Set exercise - Update the lines from the one containing "for every instance of the dahlia" through the end of the items by swapping "green bud" for "unopened bud", keeping everything else the same.
---------- Records shown
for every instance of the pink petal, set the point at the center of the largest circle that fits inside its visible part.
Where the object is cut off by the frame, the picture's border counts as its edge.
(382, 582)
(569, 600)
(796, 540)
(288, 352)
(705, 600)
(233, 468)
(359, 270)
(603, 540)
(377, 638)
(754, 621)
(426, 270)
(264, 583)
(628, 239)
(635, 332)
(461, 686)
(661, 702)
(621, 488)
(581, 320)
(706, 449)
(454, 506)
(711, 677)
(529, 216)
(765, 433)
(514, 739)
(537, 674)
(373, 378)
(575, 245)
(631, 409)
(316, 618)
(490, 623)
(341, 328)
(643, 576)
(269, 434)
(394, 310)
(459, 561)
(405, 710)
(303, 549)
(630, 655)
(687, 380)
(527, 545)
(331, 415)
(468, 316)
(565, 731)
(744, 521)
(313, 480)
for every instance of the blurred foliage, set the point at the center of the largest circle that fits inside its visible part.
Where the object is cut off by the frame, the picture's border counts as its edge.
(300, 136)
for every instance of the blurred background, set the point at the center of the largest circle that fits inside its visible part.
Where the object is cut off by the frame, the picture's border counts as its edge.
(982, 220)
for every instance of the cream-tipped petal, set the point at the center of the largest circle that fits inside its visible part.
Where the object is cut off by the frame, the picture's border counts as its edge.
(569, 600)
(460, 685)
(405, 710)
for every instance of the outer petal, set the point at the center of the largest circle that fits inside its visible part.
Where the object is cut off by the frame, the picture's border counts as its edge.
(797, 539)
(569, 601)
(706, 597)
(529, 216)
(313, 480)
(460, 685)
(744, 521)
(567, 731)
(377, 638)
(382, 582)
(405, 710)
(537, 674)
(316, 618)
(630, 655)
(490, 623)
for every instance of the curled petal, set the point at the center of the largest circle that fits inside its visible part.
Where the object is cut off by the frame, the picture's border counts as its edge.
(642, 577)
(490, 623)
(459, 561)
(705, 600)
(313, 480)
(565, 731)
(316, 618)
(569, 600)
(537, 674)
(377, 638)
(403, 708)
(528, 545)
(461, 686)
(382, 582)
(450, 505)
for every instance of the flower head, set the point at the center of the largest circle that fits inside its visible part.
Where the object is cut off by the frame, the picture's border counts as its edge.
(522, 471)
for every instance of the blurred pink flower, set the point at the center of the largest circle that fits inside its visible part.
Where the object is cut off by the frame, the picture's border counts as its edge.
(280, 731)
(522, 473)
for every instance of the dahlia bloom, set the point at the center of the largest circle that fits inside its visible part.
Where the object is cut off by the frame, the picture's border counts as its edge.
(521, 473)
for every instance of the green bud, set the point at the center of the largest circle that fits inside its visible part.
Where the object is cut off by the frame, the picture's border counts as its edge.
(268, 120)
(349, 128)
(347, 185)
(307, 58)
--------------------
Solution -
for every instance of the dahlia bloom, set the point at the center of the largest circle that fits inside its visible part.
Where the object is cut off by the frame, the picture's border counts as its edge.
(521, 473)
for every instance of the unopened bud, set the point at the center of the largest circle that fits inside its visible part.
Where the object is cut off by the frame, the picture's border counts as its edge.
(268, 120)
(349, 128)
(347, 185)
(307, 58)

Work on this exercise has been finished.